▶ [WRITTEN PROBLEM 1]:
Answer these questions using the excerpt about Jane Fonda's film career, marking your answers (a), (b) and (c):
(a) Which award did her role in Walk on the Wild Side earn her?
(b) Who won best actor for Cat Ballou?
(c) In what year was Barefoot in the Park released?

------ EXCERPT PROVIDED

Fonda's stage work in the late 1950s laid the foundation for her film career in the 1960s. She averaged almost two movies a year throughout the decade, starting in 1960 with Tall Story, in which she recreated one of her Broadway roles as a college cheerleader pursuing a basketball star, played by Anthony Perkins. Frequent collaborator Robert Redford also made his debut in that film. Period of Adjustment and Walk on the Wild Side followed in 1962. The latter, in which she played a prostitute, earned her a Golden Globe for Most Promising Newcomer. In 1963, she appeared in Sunday in New York. Newsday called her "the loveliest and most gifted of all our new young actresses". However, she also had detractors – in the same year, the Harvard Lampoon named her the "Year's Worst Actress" for The Chapman Report.

Fonda's career breakthrough came with Cat Ballou (1965), in which she played a schoolmarm-turned-outlaw. This comedy Western received five Oscar nominations, with Lee Marvin winning best actor, and was one of the year's top ten films at the box office. It was considered by many to have been the film that brought Fonda to bankable stardom. The following year, she had a starring role in The Chase opposite Robert Redford, in their first film together, and two-time Oscar winner Marlon Brando. The film received some positive reviews, but Fonda's performance was noticed by Variety magazine: "Jane Fonda, as Redford's wife and the mistress of wealthy oilman James Fox, makes the most of the biggest female role." After this came the comedies Any Wednesday (1966), opposite Jason Robards and Dean Jones, and Barefoot in the Park (1967), again co-starring Redford.

------------
------ GIVEN RECORDS

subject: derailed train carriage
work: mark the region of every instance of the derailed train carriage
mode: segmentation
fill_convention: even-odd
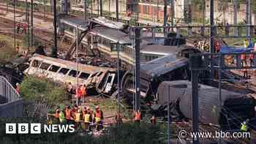
[[[140,64],[140,95],[149,100],[157,94],[159,83],[164,80],[189,80],[189,53],[200,53],[197,49],[188,46],[172,46],[165,56]],[[121,80],[123,92],[127,96],[135,94],[134,75],[128,71]]]
[[[77,87],[78,79],[79,85],[85,84],[98,93],[110,94],[116,90],[114,69],[79,64],[78,72],[77,69],[75,62],[34,54],[24,73],[45,77],[61,83],[70,82],[74,87]]]
[[[173,104],[179,114],[192,118],[192,83],[188,80],[164,81],[158,87],[156,99],[162,106]],[[219,88],[199,85],[199,121],[205,124],[219,124],[222,129],[239,129],[241,123],[255,117],[255,99],[238,93],[222,90],[222,102]],[[221,107],[221,108],[220,108]]]

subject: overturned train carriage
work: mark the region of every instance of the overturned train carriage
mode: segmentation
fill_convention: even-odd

------------

▶ [WRITTEN PROBLEM 2]: In the records, swap "overturned" for "upturned" in the lines that begin at the line with "subject: overturned train carriage" and go through the end of the records, leaving everything else unchanged. Give back only those lines.

▶ [FINAL ANSWER 1]:
(a) A Golden Globe for Most Promising Newcomer
(b) Lee Marvin
(c) 1967

▶ [FINAL ANSWER 2]:
subject: upturned train carriage
work: mark the region of every instance of the upturned train carriage
mode: segmentation
fill_convention: even-odd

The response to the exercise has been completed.